I had the opportunity to have some wonderful teachers from kindergarten through graduate school, but like most people, a few of them stand out above all of the rest. Last Sunday I learned that my seventh grade English teacher Beverly Goodwin died after a battle with cancer.
Mrs. Goodwin was one of my childhood neighbors in the Chapel Heights subdivision and I’ve known her my entire life. Before she was my teacher, I remember her bringing her daughter Gwyn swimming at Mac and Sylvia McGukin’s swimming pool which was our neighborhood country club during the summer months. She was always so gracious, so kind, such the Southern lady.
After my sixth grade year at Central Middle School, the upperclassmen warned me to prepare for the biggest challenge of my school career. No, I wasn’t going up against Muhammad Ali and Joe Frazier. I was going up against Beverly Goodwin and Marilyn Coulon.
I’ll never forget feeling terrified of both teachers the first day of school. Rumor had it that they were intellectually brilliant, which made their classes incredibly challenging and each of them quite intimidating.
What I discovered and experienced, however, wasn’t Ali and Frazier. Mrs. Goodwin and Mrs. Coulon were not my opponents. They were on my side.
I honestly believe that I could have passed any college English course after the seventh grade. That’s how good they were.
Mrs. Goodwin made sure her students learned the different parts of speech and actually made learning pronouns fun as she would have her students sounding like a chorus as we would chant “I, you, he, she, it, we, you, they.” This may not sound like fun, but when a group of seventh graders say “she” followed by “it” really fast — it’s quite entertaining. Mrs. Goodwin pretended she didn’t hear this, but 30 years later I can testify her techniques work.
Two of her passions that she passed on to her students were music and dance. She took my class to see “The Nutcracker” at the Fox Theatre in Atlanta. It was my first trip to the Fox Theatre. She loved ballet and wanted to expose her students to this form of dance.
Although I’m amazed at how ballerinas can stand on their toes, I’d rather watch a football game. I do, however, appreciate Mrs. Goodwin for trying to broaden my horizons. I’ve returned to the Fox to see “The Nutcracker” since her class, but I must confess I enjoyed my other trips to the Fox watching George Strait, Robin Williams, John Denver, James Taylor and George Carlin much better.

### Your tasks
1 > In the tribute to Mrs. Goodwin, rewrite the part starting with "I’ll never forget" and going on through "them quite intimidating.", substituting "nervous" for "terrified".
2 > According to the tribute to Mrs. Goodwin, why did she take the class to see "The Nutcracker" at the Fox Theatre?
The listing has no role in any of this.

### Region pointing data

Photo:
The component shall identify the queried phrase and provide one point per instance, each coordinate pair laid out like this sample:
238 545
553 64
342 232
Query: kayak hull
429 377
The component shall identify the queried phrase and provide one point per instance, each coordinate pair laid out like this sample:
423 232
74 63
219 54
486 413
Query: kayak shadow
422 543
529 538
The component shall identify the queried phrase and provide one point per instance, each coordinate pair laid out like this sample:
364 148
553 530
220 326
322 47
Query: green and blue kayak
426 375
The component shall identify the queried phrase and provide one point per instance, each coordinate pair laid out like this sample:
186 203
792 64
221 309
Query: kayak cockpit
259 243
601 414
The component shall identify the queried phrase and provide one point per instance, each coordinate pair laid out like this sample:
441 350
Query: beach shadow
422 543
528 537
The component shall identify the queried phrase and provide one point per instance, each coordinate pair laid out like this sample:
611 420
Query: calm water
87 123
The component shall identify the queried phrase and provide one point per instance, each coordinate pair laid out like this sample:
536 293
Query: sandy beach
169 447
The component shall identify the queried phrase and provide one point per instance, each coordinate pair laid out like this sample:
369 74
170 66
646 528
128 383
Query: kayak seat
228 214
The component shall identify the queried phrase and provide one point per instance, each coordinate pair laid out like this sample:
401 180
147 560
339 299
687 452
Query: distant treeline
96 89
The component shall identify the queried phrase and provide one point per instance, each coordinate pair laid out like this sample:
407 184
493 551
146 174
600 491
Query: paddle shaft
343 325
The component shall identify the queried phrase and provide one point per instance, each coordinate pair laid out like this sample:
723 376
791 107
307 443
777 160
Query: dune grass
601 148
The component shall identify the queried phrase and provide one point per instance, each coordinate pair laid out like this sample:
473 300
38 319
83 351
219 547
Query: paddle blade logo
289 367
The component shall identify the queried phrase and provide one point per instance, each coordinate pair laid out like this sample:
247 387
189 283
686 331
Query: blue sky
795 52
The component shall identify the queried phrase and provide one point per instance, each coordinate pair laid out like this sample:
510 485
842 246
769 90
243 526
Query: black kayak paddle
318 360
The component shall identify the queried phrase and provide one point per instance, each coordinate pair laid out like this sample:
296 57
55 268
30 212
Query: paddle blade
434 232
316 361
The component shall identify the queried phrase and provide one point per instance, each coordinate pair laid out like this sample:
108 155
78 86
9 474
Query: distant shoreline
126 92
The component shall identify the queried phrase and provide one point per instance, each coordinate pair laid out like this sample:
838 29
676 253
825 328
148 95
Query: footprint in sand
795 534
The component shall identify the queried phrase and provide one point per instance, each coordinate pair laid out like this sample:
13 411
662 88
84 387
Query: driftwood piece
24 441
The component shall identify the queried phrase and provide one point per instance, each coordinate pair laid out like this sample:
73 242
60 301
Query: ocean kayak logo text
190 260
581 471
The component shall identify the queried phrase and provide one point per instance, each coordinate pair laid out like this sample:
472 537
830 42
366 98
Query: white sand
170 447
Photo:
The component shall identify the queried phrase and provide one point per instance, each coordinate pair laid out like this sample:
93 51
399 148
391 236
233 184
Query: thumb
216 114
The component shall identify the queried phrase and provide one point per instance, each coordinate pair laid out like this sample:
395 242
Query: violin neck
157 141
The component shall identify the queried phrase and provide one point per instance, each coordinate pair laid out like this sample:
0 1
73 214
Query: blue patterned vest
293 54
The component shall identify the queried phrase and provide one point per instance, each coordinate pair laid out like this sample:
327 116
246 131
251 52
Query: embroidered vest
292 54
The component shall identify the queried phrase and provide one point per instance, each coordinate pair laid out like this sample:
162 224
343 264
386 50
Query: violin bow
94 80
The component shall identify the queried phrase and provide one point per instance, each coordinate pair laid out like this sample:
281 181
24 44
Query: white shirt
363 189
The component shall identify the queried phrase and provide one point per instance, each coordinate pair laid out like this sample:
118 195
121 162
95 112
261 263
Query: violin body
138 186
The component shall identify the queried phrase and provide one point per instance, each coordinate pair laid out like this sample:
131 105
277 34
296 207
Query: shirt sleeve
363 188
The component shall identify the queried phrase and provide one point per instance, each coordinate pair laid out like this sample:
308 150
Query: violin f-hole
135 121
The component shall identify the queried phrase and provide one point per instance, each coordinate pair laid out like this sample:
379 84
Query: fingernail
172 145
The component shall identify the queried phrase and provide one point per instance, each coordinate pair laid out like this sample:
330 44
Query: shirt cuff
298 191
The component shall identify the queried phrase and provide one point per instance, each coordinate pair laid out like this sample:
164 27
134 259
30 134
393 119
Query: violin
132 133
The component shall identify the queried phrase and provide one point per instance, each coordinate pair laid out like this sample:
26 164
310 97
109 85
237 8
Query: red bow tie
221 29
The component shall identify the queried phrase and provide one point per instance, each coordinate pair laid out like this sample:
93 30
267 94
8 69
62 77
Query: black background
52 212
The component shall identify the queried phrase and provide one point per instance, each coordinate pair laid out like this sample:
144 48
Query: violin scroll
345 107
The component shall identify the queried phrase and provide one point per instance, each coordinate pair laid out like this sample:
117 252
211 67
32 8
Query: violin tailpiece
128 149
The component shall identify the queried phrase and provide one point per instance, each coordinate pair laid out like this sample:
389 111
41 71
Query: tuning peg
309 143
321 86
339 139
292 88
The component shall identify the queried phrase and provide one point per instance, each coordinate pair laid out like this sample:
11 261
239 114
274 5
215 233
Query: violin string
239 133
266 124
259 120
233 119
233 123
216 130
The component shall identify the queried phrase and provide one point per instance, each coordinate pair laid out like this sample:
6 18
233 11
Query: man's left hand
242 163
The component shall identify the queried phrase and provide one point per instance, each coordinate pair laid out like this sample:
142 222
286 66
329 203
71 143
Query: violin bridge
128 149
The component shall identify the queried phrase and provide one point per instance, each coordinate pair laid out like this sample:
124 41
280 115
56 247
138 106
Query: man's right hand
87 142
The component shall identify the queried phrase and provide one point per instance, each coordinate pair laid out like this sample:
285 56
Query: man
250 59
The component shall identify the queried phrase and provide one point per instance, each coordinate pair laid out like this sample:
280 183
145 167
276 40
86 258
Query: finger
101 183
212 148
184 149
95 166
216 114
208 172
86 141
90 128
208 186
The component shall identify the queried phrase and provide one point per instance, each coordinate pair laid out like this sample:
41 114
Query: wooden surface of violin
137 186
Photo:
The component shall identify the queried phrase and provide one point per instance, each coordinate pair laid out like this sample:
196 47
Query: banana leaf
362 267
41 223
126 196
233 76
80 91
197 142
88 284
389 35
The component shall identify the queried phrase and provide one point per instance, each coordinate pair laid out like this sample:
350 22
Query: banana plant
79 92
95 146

### Task-by-task results
1 >
I’ll never forget feeling nervous of both teachers the first day of school. Rumor had it that they were intellectually brilliant, which made their classes incredibly challenging and each of them quite intimidating.

2 > She loved ballet and wanted to expose her students to this form of dance.